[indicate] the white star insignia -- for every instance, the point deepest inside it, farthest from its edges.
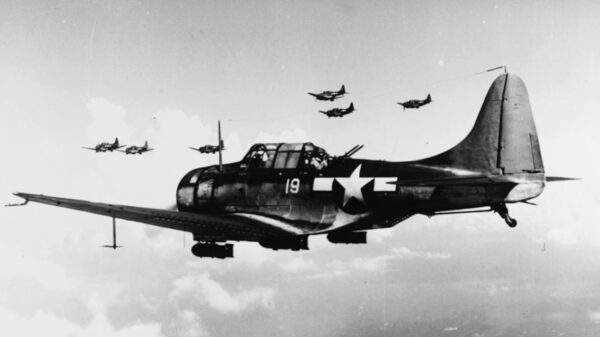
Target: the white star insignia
(353, 185)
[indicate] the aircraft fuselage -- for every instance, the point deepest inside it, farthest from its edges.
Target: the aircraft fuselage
(351, 193)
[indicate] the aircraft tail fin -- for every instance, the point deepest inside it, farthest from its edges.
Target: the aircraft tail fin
(503, 140)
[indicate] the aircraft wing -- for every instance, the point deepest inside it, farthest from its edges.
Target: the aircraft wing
(223, 226)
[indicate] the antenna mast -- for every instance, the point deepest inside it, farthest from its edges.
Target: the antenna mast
(220, 148)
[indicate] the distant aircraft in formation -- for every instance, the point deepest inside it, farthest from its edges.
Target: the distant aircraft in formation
(106, 147)
(213, 148)
(279, 194)
(338, 112)
(209, 148)
(329, 95)
(137, 149)
(415, 103)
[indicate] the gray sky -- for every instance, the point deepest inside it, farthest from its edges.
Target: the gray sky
(73, 74)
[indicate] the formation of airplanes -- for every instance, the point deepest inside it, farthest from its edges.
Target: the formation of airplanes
(331, 96)
(341, 112)
(416, 103)
(280, 194)
(110, 147)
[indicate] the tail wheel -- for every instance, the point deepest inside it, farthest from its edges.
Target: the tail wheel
(502, 210)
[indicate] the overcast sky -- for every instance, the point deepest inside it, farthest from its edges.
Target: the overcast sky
(74, 74)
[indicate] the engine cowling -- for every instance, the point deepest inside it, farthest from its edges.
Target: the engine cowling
(195, 190)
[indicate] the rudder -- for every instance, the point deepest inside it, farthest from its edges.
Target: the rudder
(503, 140)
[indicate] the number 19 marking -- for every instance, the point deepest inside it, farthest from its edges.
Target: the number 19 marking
(292, 186)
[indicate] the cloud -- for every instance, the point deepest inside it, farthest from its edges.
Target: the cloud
(43, 324)
(561, 236)
(203, 288)
(298, 265)
(594, 317)
(189, 325)
(378, 263)
(108, 121)
(379, 235)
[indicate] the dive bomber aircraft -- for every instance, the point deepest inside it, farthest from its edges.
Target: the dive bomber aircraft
(280, 194)
(329, 95)
(339, 112)
(415, 103)
(209, 148)
(137, 149)
(104, 147)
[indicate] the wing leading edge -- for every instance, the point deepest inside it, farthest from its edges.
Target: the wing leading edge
(215, 227)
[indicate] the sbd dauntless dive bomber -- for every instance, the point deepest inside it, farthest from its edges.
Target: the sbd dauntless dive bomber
(280, 194)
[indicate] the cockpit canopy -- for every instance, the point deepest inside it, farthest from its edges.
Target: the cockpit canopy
(284, 156)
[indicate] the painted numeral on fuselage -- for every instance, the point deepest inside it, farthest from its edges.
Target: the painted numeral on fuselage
(292, 186)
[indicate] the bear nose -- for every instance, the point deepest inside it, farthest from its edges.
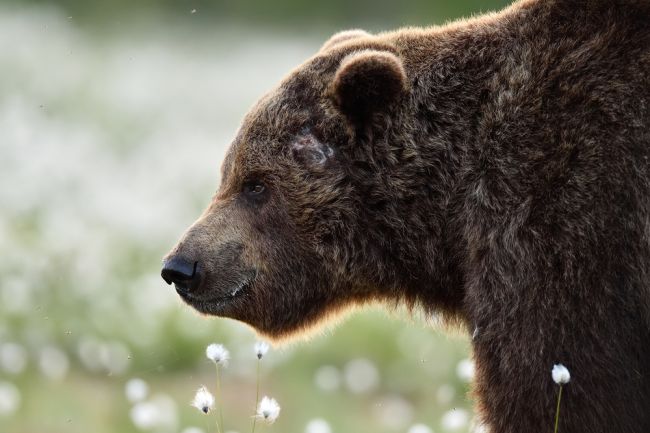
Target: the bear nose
(182, 273)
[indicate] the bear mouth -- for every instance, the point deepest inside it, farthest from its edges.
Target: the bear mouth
(207, 304)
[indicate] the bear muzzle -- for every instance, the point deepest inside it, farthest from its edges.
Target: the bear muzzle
(184, 274)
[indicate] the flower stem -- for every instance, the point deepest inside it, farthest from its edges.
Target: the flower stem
(220, 420)
(257, 395)
(557, 411)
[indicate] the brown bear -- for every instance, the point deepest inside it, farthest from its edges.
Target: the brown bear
(494, 170)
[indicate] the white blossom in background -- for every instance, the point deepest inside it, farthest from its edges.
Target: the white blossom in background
(268, 410)
(361, 376)
(53, 362)
(455, 419)
(203, 400)
(318, 425)
(328, 378)
(560, 374)
(420, 428)
(261, 348)
(136, 390)
(465, 370)
(9, 398)
(218, 354)
(13, 358)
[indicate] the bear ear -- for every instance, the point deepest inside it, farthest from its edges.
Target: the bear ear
(343, 36)
(368, 82)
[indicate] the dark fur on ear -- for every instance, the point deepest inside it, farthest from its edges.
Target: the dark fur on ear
(343, 36)
(368, 82)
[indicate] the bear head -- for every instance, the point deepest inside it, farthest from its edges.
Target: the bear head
(306, 221)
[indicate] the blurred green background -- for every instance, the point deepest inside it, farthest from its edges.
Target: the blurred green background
(114, 117)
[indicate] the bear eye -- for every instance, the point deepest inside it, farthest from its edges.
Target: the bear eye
(254, 188)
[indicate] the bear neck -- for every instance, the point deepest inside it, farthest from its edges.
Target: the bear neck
(422, 153)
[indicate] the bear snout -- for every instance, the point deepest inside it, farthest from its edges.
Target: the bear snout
(183, 273)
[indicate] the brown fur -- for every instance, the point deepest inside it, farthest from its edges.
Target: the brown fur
(495, 171)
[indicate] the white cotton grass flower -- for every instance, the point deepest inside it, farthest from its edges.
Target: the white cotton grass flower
(203, 400)
(136, 390)
(268, 410)
(261, 347)
(218, 354)
(560, 374)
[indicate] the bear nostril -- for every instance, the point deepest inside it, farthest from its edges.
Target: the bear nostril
(181, 272)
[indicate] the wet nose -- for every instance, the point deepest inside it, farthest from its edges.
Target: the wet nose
(183, 273)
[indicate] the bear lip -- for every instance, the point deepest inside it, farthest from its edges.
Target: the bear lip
(201, 302)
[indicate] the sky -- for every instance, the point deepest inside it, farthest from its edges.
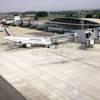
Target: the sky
(47, 5)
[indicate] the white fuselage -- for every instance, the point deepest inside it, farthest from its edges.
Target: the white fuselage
(31, 41)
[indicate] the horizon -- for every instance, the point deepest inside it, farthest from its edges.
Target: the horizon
(47, 5)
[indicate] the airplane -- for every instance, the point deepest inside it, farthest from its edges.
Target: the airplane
(27, 41)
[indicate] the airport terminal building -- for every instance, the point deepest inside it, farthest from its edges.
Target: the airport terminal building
(72, 23)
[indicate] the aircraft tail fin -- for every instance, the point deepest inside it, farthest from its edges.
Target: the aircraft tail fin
(7, 32)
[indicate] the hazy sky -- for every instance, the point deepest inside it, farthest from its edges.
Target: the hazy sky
(36, 5)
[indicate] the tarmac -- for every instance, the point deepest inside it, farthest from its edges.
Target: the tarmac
(62, 73)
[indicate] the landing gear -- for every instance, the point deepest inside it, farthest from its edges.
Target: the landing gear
(28, 45)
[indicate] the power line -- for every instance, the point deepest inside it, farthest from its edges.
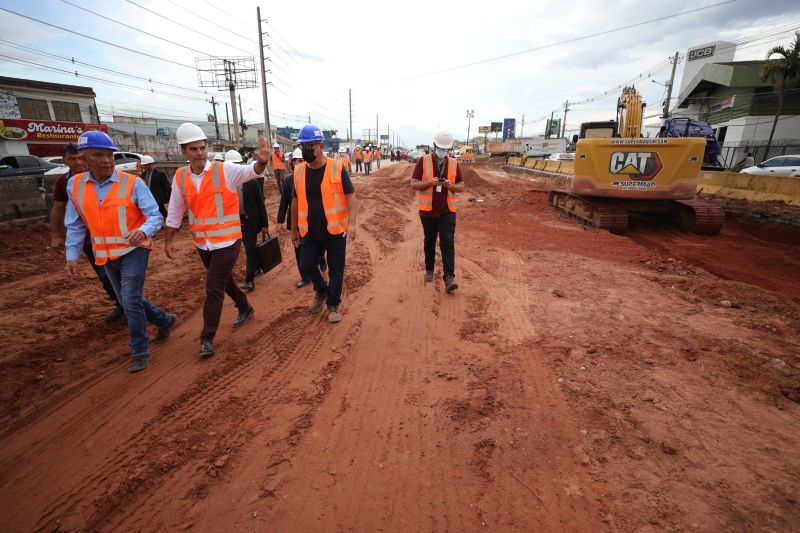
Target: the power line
(98, 40)
(136, 29)
(193, 30)
(567, 41)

──────────────────────────────

The listing above must be repeated exactly. Its pictures are not part of the copy.

• RESPONSE
[indicate] the white star insignia -- for every instance, the point deepest inside it, farthest from its edges.
Target: the white star insignia
(353, 185)
[indicate] the aircraft fuselage -- for every instance, the point deepest inside it, farthest from its edges.
Target: the aircraft fuselage
(351, 193)
[indicate] the aircraft tail fin -- for every instance, the point deepest inside it, farthest from its edges.
Target: the aircraft tail fin
(503, 140)
[indicate] the aircraft wing -- for every instance, the point deepest inside it, farthest from its edges.
Target: the aircraft wing
(223, 226)
[indicate] the antenna mast -- for every instance, the point deepest inside it, farthest from its edges.
Target: the antenna mast
(220, 148)
[indicate] the distant aircraft in formation -- for every instance, the point deepest inside it, farthest from its edges.
Target: the distant aircraft in formation
(106, 147)
(213, 148)
(279, 194)
(338, 112)
(209, 148)
(329, 95)
(137, 149)
(415, 103)
[indicate] the gray sky -- for every instance, the point deepest inside it, farthest from its edges.
Target: the gray sky
(73, 74)
[indicate] the formation of airplanes -- for every instance, the point deepest inside it, farthest from its edges.
Target: the formation of airplanes
(331, 96)
(341, 112)
(416, 103)
(280, 194)
(110, 147)
[indicate] the tail wheel -- for every instance, the point deepest inside it, farthest from its edges.
Target: the tail wheel
(502, 210)
[indicate] the overcast sky -- for every instance, the point deepest inside it, farthest from its edges.
Target: the overcast sky
(74, 74)
[indicate] the engine cowling -- for every instance, the point deepest inside it, farthest from its edges.
Target: the engine cowling
(195, 190)
[indicate] the rudder -- for every instance, the point deepest inside it, farthest from its edges.
Target: the rudder
(503, 140)
[indicate] the number 19 marking -- for every instance, the point deepest inside it, farthest from its edges.
Target: the number 19 marking
(292, 186)
[indicate] the cloud -- for every instance, the point deepest inside it, farthest from its edges.
Target: the cloud
(43, 324)
(561, 236)
(203, 288)
(298, 265)
(594, 317)
(189, 325)
(378, 263)
(108, 121)
(379, 235)
[indicate] the dive bomber aircraft -- for every instance, the point deepest inside it, farthest from its edges.
Target: the dive bomber aircraft
(280, 194)
(329, 95)
(339, 112)
(415, 103)
(209, 148)
(137, 149)
(104, 147)
[indicate] the wing leading edge -- for every instance, the point deepest inside it, farthest from its edges.
Target: the wing leading edge
(215, 227)
[indicate] the sbd dauntless dive bomber -- for every instance, the point deepest inside it, farthest from its edges.
Target: the sbd dauntless dive bomber
(280, 194)
[indicate] the cockpit canopy -- for every instance, the point deepest inside it, farthest from its edges.
Target: the cockpit canopy
(284, 156)
[indicate] the painted numeral on fuselage -- for every instance, the point deepest inside it, farthest from its edges.
Target: the painted numeral on fuselage
(292, 186)
[indicate] the bear nose -- for every instance, the point deepest inside it, farthest from its edges.
Target: the bear nose
(182, 273)
[indicate] the bear mouth -- for every instance, the point deepest inside it, farthest from its edges.
Target: the bear mouth
(207, 304)
[indicate] the bear muzzle -- for every instance, the point deepest inside it, farthest from its edges.
Target: the bear muzzle
(184, 274)
[indicate] the flower stem -- for every instance, the point deepest inside it, farthest from its edges.
Target: the flower stem
(220, 420)
(257, 395)
(557, 411)
[indicate] the brown bear -- for every instance, the point deepest inside it, farthest from its edges.
Target: the brown bear
(494, 170)
[indicate] the white blossom in background -- for every instance, the point deepest inside it, farthest from its edges.
Target: the white blossom in background
(268, 410)
(361, 376)
(53, 362)
(455, 419)
(203, 400)
(318, 425)
(328, 378)
(560, 374)
(420, 428)
(261, 348)
(136, 390)
(465, 370)
(9, 398)
(218, 354)
(13, 358)
[indicate] the bear ear -- for every instance, the point deepest inside it, farthest from its edges.
Target: the bear ear
(343, 36)
(368, 82)
[indicate] the dark fur on ear -- for every instance, the point deepest inside it, farthest from its edges.
Target: the dark fur on ear
(343, 36)
(368, 82)
[indicate] the bear head -- for every instance, the point deepest inside it, farthest from its edges.
Target: the bear head
(306, 221)
[indicate] the blurred green background -- for every instance, the point deepest inside it, farthest from its edges.
Target: the blurred green background
(114, 117)
[indicate] the bear eye -- for every instance, the point deepest inside it, farthest from its edges.
Target: the bear eye
(254, 188)
[indicate] the bear neck -- for every instance, the point deepest inside it, farthest from its edges.
Target: the bear neck
(422, 153)
[indicate] the bear snout -- for every instance, the point deepest inside it, farthest from its edges.
Target: the bear snout
(183, 273)
[indicate] the brown fur -- for every instance, the point deepest inside it, farthest from its edges.
Target: the brown fur
(495, 171)
[indicate] the white cotton grass flower -- for every instance, the point deepest inside it, farthest from its edges.
Target: the white cotton grass flower
(203, 400)
(136, 390)
(268, 410)
(261, 347)
(218, 354)
(560, 374)
[indicate] the bear nostril -- for every instance, the point deepest inside it, farthest from its edges.
Target: the bear nostril
(181, 272)
[indicate] the wet nose -- for every instance, the point deepest inside it, farthest from its edges.
Target: the wet nose
(183, 273)
[indicate] the bear lip -- for every instance, the point deepest inside it, farthest from its edges.
Target: the bear lip
(201, 302)
[indicate] the sky -- for every instance, the point deepest inside it, farthest from its edges.
Target: the sky
(47, 5)
[indicate] the white fuselage -- for every instance, the point deepest inside it, farthest from its edges.
Target: the white fuselage
(31, 41)
[indicate] the horizon -- for every instance, the point deepest inside it, farthest from its edges.
Target: the horizon
(47, 5)
[indicate] the airplane -- for every instance, the point deepest inside it, farthest from its edges.
Target: the airplane
(27, 41)
[indicate] the airport terminal building -- for every instance, the point deepest inside it, farthest from its edges.
Target: the airport terminal building
(72, 23)
[indicate] the aircraft tail fin -- for every instance, the point deepest inside it, farthest from its edges.
Target: the aircraft tail fin
(7, 32)
[indicate] the hazy sky -- for every instance, the point deepest inside it, farthest from its edges.
Target: the hazy sky
(36, 5)
[indicate] the tarmac -- for every instance, the point deepest inside it, farthest from its edges.
Target: the tarmac
(62, 73)
[indicate] the landing gear -- for every instance, the point deepest inside it, farthest from its edges.
Target: the landing gear
(28, 45)
[indicate] the power line -- for every instance, the point deepest inside it, farthest from its edges.
Target: the power line
(98, 40)
(136, 29)
(193, 30)
(567, 41)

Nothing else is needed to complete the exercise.